- Your task -
Below are the records; locate each line with the word "bare" and copy it.

- Exercise material -

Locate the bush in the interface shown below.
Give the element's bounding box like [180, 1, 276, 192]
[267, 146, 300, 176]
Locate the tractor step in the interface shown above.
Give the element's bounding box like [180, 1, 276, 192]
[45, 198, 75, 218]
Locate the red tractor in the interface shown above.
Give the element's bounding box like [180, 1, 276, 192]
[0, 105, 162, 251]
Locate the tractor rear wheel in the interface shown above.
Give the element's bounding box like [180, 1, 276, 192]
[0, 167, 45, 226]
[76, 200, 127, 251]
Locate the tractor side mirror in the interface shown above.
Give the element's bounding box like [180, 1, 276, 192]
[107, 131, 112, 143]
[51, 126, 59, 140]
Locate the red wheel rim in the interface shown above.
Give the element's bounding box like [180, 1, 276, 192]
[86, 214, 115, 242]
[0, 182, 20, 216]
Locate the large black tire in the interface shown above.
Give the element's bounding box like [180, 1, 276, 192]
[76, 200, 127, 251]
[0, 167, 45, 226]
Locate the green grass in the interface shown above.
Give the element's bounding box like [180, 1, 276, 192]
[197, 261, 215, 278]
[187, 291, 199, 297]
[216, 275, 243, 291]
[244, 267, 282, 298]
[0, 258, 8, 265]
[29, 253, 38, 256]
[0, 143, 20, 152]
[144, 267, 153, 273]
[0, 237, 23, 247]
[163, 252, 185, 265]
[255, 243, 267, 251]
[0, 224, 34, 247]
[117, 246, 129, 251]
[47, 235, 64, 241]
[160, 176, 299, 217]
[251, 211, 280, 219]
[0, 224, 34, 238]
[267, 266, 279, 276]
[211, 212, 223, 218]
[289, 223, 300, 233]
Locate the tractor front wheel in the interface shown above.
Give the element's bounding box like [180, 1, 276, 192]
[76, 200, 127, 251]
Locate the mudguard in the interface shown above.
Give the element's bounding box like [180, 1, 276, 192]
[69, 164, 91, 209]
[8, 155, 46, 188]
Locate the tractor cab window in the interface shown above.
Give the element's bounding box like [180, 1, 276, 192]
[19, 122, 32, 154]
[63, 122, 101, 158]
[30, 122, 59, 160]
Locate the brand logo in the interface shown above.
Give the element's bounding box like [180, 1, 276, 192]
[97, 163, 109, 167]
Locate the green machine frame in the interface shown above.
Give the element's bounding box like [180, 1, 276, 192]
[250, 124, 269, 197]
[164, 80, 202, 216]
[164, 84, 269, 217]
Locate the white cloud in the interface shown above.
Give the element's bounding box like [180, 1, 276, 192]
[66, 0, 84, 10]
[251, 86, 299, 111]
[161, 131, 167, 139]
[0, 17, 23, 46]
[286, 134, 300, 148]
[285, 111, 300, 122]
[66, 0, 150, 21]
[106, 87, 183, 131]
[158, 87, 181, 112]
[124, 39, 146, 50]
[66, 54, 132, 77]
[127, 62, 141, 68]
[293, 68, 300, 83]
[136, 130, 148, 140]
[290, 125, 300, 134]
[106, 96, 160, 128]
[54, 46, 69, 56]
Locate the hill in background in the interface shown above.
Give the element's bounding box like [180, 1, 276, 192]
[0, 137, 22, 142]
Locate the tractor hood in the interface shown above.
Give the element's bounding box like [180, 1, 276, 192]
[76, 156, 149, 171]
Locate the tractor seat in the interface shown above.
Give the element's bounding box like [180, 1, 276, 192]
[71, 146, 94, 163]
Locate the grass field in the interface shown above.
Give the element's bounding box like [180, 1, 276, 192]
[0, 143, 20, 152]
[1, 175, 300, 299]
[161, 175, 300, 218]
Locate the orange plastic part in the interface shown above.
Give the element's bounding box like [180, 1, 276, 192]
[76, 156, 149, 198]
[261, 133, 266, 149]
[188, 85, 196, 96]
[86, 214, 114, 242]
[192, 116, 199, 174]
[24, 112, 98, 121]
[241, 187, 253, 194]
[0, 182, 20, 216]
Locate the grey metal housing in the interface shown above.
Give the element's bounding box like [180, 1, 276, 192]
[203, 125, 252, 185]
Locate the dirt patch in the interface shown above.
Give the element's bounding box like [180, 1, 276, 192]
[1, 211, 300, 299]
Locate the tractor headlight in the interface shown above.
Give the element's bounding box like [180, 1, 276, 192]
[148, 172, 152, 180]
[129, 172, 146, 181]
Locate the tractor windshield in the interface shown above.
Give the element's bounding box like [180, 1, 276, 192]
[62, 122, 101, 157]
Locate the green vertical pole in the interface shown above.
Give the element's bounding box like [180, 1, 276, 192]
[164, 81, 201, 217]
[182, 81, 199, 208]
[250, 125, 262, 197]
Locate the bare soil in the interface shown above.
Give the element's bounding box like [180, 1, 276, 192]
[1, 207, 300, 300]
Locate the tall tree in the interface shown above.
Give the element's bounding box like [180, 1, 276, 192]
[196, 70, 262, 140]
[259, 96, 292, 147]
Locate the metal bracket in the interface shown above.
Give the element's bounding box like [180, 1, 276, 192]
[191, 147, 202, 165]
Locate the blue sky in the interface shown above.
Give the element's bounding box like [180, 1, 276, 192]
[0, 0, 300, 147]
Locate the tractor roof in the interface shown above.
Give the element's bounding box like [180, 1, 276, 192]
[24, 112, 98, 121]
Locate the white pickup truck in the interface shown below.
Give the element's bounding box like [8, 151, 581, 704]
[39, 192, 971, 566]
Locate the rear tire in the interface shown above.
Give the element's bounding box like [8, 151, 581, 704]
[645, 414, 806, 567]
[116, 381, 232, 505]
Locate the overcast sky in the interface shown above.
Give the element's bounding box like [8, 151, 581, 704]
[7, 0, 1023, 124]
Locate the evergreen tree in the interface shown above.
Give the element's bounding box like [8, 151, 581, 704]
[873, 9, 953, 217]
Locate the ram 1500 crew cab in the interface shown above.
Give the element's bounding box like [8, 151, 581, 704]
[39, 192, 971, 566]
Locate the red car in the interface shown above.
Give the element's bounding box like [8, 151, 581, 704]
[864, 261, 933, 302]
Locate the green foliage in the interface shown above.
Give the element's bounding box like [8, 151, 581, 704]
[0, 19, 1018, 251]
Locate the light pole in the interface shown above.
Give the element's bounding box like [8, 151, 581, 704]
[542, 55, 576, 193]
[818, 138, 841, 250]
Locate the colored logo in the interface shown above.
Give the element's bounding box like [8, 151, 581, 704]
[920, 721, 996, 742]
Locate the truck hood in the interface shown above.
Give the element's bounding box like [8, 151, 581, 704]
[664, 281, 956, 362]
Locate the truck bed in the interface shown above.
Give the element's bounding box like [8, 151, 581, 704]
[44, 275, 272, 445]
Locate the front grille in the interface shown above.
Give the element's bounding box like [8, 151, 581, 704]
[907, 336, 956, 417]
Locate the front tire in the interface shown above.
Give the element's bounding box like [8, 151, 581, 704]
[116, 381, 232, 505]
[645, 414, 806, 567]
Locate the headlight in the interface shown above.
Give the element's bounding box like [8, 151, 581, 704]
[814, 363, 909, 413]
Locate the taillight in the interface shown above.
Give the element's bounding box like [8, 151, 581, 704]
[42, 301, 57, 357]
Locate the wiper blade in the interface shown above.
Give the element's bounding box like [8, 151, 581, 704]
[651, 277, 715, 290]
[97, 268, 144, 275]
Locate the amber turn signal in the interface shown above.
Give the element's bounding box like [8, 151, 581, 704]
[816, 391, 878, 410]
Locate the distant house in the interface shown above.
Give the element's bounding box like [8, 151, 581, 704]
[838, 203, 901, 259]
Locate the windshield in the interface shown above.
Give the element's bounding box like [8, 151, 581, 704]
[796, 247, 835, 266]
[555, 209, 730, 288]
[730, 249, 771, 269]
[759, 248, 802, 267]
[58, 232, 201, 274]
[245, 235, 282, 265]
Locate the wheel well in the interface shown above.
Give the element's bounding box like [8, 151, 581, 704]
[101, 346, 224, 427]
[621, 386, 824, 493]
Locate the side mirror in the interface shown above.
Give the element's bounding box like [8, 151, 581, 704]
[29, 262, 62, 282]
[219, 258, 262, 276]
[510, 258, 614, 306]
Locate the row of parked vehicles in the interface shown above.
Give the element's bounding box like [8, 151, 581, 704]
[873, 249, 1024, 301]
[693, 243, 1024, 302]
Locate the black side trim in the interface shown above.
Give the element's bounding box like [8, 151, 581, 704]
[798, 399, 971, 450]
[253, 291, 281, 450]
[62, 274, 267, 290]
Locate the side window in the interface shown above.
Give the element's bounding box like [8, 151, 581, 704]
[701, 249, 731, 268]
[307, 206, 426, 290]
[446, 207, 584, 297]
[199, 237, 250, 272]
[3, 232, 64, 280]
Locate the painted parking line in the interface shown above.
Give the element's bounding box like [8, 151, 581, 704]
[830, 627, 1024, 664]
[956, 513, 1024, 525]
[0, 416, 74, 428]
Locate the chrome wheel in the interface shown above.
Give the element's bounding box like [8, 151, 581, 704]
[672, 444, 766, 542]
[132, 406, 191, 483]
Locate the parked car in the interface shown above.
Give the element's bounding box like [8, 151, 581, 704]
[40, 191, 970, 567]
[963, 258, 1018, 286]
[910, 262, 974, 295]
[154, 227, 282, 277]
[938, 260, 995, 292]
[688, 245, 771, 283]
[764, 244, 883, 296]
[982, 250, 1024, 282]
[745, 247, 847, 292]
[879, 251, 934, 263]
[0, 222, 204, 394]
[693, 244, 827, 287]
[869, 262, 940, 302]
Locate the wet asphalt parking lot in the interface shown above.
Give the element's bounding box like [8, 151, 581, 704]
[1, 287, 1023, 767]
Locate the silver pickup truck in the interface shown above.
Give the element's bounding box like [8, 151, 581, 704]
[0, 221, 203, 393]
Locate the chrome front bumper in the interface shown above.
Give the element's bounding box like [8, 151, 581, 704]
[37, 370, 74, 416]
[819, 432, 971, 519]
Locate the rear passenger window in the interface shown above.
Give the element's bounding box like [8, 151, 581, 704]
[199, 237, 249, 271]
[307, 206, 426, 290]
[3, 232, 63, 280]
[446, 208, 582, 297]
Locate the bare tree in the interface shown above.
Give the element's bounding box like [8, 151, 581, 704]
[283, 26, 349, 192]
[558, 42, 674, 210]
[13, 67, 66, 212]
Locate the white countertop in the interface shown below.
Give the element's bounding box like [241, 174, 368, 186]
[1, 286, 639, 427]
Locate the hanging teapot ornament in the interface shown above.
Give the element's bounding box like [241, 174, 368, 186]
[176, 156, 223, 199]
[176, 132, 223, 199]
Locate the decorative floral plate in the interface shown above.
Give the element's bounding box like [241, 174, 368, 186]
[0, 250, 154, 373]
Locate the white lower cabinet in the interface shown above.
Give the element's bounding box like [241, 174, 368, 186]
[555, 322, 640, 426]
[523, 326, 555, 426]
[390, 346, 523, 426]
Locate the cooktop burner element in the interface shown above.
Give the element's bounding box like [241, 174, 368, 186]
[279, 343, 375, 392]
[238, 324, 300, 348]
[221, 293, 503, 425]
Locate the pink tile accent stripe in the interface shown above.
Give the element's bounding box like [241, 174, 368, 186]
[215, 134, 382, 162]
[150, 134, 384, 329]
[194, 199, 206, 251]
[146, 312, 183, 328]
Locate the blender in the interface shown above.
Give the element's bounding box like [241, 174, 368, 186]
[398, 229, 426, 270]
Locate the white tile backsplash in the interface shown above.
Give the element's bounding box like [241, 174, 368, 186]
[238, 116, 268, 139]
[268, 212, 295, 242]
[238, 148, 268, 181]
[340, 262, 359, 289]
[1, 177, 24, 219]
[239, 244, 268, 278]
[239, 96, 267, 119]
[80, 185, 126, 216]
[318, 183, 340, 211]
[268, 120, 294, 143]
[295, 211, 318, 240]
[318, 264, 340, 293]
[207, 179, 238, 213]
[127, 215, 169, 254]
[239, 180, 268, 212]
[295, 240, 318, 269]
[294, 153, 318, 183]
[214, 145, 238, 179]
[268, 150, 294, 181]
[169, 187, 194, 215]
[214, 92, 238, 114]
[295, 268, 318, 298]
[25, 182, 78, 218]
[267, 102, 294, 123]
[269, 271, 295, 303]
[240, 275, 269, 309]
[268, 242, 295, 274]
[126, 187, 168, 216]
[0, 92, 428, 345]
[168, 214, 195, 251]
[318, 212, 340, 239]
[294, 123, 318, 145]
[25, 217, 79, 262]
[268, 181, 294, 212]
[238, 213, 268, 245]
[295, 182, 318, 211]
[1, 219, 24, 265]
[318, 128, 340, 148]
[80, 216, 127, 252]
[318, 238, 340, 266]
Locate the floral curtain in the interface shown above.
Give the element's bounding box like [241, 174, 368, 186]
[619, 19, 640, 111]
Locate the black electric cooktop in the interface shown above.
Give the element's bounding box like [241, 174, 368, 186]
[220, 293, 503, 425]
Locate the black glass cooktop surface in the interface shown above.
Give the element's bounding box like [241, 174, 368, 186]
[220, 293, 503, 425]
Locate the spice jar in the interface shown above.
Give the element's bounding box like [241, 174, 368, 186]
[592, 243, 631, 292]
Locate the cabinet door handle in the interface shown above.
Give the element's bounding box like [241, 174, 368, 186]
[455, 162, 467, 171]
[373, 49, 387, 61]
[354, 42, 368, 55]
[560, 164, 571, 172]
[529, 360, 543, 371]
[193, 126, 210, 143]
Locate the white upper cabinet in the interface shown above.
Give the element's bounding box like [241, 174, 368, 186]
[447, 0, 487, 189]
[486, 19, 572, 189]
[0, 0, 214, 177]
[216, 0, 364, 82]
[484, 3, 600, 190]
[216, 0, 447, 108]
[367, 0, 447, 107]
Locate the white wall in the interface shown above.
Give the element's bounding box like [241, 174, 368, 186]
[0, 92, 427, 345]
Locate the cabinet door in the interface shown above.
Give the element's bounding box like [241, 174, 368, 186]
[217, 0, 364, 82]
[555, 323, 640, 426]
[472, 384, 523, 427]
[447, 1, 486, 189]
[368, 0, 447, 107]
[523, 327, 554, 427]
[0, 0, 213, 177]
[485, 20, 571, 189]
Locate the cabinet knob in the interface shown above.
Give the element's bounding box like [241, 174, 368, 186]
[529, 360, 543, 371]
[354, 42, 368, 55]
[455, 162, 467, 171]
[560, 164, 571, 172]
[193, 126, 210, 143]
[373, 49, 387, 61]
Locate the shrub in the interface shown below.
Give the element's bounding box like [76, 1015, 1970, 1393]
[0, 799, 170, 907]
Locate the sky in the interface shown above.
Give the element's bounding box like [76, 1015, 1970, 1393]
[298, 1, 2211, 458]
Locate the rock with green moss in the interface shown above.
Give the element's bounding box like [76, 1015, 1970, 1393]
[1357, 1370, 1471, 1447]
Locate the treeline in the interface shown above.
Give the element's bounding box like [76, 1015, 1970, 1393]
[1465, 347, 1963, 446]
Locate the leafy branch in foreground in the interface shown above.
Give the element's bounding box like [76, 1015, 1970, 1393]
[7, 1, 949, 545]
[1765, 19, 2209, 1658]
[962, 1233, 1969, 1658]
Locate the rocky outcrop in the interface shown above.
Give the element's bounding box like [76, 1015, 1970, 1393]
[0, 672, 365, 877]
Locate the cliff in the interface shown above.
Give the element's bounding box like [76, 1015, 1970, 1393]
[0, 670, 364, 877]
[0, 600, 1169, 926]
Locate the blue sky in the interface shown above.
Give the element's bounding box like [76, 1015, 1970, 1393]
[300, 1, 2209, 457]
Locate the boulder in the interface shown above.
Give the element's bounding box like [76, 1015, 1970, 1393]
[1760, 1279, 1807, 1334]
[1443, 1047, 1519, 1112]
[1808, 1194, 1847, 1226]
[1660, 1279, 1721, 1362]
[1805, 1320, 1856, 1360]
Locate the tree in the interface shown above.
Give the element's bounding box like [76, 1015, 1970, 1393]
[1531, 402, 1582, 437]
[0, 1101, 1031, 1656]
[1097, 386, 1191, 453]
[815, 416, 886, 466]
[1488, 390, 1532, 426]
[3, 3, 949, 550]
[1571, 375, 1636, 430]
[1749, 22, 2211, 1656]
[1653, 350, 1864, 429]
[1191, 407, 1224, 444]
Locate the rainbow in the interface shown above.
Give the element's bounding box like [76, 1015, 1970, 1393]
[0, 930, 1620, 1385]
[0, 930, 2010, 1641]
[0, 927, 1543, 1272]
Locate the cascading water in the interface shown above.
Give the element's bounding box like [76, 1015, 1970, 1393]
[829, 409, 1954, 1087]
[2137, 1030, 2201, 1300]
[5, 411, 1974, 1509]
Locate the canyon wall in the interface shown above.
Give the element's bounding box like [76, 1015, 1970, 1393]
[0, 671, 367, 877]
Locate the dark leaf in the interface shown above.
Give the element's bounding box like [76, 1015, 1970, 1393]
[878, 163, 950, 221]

- Solution for this exercise -
Locate the bare soil in the interface shown above.
Locate the bare tree in the interface shown above.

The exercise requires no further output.